WHAT THE EXERCISE ASKS
Count the lines in the records below that contain the word "trowel" and reply with that number alone.

(begin)

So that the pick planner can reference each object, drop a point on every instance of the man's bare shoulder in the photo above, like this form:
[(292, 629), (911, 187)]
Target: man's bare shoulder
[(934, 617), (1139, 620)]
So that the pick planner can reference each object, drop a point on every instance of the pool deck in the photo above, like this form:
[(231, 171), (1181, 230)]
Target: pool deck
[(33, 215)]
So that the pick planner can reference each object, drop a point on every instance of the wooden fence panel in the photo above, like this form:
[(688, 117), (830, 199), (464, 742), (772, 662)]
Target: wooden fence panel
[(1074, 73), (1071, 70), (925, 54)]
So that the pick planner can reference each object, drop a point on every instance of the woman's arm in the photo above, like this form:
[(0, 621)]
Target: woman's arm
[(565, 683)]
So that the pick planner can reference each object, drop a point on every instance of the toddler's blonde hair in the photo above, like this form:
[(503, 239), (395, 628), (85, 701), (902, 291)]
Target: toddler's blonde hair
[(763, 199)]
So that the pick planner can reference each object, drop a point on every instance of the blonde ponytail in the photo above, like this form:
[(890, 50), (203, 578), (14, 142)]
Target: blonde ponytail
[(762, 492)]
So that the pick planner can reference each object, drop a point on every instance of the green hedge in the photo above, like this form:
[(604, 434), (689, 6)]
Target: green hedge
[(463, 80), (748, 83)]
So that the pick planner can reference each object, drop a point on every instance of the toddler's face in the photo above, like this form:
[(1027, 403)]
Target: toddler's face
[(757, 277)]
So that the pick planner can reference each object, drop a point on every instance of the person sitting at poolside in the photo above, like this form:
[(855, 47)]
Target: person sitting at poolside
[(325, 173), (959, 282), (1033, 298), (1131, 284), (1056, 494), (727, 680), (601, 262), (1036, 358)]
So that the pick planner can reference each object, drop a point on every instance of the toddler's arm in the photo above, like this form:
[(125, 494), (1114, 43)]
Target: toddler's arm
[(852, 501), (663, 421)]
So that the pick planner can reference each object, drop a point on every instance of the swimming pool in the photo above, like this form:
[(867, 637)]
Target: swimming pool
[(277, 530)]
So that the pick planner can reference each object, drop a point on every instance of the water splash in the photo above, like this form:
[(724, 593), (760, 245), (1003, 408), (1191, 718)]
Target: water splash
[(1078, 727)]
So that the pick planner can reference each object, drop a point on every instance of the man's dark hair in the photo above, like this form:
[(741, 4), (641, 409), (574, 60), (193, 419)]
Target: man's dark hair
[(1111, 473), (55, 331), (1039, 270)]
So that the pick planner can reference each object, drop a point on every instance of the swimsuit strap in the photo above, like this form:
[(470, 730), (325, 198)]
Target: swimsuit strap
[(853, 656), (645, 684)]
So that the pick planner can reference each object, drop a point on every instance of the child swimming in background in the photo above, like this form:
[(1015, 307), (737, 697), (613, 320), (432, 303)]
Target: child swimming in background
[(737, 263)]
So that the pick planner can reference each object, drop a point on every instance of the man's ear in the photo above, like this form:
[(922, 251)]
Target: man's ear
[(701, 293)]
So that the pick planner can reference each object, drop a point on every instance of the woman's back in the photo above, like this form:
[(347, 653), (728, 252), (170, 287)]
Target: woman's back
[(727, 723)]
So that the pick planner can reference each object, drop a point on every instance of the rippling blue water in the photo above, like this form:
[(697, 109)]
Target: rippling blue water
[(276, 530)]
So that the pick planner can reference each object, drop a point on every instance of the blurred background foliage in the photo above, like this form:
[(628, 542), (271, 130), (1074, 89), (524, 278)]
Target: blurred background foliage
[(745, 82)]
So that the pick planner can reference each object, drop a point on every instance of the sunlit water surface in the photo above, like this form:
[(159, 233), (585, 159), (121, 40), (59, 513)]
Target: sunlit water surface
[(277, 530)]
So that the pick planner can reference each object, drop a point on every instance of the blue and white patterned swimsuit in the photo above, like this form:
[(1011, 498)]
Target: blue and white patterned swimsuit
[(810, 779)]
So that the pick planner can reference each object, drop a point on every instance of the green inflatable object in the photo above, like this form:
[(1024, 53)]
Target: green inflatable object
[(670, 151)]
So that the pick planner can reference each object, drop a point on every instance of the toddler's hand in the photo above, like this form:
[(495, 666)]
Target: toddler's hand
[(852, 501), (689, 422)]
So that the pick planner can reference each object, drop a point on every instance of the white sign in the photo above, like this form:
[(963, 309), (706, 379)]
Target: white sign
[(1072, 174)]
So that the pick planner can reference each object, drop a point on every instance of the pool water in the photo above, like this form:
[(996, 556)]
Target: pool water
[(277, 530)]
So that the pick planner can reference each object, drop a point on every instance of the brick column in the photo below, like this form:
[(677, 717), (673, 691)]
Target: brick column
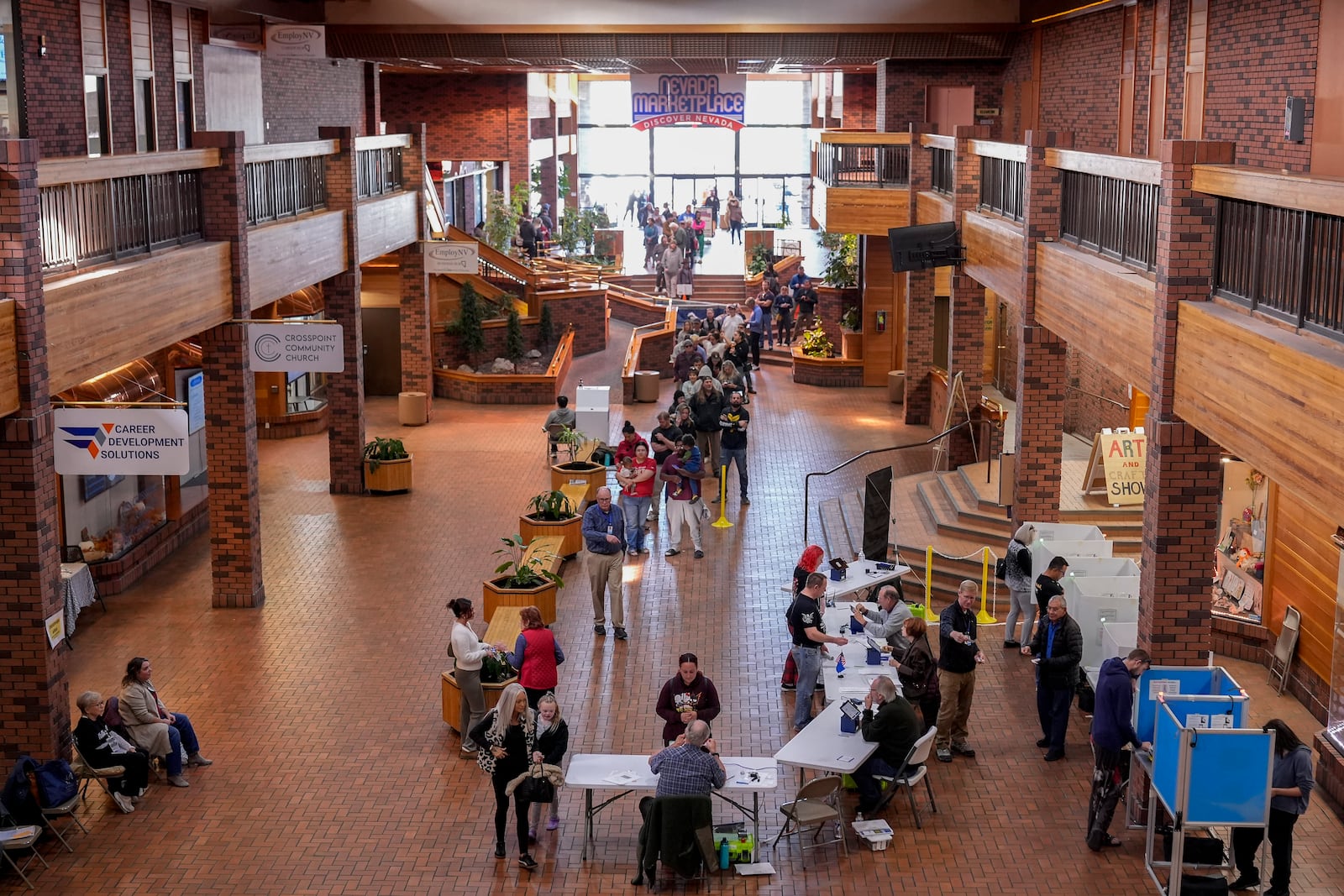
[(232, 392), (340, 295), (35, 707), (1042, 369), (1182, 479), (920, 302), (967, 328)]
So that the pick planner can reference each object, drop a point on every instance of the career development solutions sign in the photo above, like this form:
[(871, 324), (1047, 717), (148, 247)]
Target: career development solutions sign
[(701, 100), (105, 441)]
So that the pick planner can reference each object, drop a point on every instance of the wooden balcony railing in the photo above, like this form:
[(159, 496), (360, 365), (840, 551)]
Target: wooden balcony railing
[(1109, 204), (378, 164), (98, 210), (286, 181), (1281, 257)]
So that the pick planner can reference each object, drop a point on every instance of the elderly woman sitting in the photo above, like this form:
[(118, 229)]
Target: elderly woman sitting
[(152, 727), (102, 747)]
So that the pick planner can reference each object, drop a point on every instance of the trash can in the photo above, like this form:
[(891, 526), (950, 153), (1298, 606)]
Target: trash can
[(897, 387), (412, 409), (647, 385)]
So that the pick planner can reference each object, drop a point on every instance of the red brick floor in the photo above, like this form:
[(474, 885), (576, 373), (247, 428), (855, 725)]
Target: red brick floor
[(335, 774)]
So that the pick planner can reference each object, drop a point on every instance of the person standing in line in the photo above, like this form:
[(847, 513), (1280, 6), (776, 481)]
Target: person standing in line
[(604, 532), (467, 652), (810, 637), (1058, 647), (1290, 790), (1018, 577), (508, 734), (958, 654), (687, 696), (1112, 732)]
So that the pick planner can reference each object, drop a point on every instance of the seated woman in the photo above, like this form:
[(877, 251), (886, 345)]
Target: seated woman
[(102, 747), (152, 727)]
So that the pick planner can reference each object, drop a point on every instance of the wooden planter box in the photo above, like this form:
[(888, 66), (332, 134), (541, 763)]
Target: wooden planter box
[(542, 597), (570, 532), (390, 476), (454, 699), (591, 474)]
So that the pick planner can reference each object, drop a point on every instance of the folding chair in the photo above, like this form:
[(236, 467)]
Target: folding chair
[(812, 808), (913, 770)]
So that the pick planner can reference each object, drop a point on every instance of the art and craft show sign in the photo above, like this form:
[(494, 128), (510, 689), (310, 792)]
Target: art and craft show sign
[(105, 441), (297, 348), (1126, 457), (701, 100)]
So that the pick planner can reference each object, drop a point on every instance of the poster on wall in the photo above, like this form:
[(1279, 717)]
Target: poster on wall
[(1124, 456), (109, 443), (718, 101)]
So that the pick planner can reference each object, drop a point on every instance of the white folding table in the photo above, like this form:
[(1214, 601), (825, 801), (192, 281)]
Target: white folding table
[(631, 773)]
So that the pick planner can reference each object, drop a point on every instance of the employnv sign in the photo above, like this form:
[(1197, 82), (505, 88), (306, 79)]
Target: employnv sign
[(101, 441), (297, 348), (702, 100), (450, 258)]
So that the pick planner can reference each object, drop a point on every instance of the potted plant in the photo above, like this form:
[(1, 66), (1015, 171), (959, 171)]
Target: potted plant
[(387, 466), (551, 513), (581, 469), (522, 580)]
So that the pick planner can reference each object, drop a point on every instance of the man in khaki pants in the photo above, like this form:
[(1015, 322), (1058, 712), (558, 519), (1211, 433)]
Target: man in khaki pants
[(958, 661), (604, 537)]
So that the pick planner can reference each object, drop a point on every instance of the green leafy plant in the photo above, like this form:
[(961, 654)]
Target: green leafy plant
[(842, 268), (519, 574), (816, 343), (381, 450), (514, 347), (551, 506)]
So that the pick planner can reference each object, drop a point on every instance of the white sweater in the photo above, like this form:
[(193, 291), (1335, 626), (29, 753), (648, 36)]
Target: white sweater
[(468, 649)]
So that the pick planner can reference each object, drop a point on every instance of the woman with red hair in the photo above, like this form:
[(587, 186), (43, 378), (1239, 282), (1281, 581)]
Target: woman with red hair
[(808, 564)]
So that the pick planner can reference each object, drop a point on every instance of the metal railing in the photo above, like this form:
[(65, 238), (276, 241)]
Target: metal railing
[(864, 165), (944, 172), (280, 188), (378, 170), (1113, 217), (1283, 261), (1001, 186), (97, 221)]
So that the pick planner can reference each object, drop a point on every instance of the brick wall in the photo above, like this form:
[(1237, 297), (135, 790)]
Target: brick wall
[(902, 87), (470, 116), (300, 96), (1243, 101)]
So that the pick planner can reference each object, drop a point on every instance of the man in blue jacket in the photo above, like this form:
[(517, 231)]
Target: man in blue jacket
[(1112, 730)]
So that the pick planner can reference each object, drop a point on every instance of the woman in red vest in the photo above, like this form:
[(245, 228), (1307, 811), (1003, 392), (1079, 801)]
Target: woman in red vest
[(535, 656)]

(end)
(begin)

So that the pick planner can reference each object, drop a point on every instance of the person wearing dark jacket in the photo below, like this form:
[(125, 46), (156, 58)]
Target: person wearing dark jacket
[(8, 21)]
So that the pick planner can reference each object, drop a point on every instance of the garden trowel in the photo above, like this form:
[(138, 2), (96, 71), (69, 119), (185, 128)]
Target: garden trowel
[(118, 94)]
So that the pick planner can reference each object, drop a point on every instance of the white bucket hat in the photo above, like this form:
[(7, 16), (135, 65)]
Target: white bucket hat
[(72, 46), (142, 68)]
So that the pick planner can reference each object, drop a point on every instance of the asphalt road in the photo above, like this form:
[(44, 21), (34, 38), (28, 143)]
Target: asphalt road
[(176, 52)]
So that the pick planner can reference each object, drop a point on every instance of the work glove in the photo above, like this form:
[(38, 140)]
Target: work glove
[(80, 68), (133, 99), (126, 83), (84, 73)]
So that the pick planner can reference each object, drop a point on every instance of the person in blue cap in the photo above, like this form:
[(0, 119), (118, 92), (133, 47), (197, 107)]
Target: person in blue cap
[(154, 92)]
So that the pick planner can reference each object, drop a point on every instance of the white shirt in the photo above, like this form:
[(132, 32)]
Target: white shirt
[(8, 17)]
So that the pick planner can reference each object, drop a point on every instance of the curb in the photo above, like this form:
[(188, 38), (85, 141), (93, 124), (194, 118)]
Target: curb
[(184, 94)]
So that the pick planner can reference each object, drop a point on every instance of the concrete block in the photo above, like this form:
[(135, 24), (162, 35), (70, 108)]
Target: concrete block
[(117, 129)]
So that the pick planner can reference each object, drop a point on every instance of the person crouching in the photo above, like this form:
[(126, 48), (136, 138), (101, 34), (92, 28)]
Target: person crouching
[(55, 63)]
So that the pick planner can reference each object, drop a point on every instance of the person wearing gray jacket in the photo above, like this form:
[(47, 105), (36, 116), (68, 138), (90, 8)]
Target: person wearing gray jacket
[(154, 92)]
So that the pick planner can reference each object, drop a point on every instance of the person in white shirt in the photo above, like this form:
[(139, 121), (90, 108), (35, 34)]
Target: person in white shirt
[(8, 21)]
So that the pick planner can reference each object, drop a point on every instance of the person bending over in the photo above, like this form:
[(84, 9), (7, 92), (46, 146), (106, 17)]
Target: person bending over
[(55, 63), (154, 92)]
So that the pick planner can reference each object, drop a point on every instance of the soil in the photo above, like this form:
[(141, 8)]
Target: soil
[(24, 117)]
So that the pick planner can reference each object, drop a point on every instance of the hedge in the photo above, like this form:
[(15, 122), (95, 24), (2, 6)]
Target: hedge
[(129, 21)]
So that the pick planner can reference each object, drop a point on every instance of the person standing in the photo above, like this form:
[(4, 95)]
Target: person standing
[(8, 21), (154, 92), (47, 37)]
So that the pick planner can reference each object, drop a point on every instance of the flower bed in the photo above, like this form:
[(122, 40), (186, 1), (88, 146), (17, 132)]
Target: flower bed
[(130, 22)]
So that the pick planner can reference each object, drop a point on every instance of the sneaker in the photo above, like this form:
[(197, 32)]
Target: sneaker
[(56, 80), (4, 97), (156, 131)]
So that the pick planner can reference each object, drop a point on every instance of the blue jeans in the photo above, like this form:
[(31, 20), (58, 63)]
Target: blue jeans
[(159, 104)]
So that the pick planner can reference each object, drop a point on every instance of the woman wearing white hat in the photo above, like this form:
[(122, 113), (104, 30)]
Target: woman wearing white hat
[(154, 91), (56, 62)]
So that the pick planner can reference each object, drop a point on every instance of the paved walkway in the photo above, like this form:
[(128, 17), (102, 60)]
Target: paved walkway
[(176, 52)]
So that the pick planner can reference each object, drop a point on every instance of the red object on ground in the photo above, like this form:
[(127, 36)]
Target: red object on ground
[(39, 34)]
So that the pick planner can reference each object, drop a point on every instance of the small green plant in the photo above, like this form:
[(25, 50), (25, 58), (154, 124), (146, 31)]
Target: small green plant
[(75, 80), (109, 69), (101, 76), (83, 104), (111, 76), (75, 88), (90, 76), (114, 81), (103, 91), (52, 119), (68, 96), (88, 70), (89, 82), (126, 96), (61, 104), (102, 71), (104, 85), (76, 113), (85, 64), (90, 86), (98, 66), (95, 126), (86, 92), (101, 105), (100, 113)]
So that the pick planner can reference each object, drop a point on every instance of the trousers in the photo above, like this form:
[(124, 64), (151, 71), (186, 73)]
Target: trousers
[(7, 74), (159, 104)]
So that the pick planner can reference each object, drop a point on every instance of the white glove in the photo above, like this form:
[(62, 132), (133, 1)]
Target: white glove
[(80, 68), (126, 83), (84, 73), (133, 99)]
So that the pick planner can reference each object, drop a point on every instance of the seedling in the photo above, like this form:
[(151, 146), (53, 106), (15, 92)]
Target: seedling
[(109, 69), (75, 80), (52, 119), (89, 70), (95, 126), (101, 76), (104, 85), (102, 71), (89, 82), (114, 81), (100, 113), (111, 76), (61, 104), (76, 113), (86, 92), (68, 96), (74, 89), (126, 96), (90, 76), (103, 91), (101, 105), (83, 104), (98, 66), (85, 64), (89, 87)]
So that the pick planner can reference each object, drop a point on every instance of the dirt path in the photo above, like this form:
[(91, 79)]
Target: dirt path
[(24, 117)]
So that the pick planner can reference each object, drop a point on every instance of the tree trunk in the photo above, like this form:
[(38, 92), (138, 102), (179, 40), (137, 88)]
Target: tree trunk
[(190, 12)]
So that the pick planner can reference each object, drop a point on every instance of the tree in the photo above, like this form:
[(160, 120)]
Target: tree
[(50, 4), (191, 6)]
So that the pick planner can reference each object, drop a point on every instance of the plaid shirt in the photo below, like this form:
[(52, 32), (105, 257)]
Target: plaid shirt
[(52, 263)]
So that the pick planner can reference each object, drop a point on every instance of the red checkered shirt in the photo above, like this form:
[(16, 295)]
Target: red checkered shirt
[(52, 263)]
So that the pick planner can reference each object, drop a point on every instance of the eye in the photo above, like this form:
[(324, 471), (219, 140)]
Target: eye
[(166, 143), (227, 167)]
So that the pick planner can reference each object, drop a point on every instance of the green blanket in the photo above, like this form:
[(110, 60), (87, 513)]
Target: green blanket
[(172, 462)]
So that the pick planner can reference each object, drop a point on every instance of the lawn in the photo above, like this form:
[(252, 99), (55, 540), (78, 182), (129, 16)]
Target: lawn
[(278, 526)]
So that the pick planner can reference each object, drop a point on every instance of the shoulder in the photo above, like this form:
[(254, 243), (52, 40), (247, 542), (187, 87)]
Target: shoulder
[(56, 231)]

(end)

FULL ANSWER
2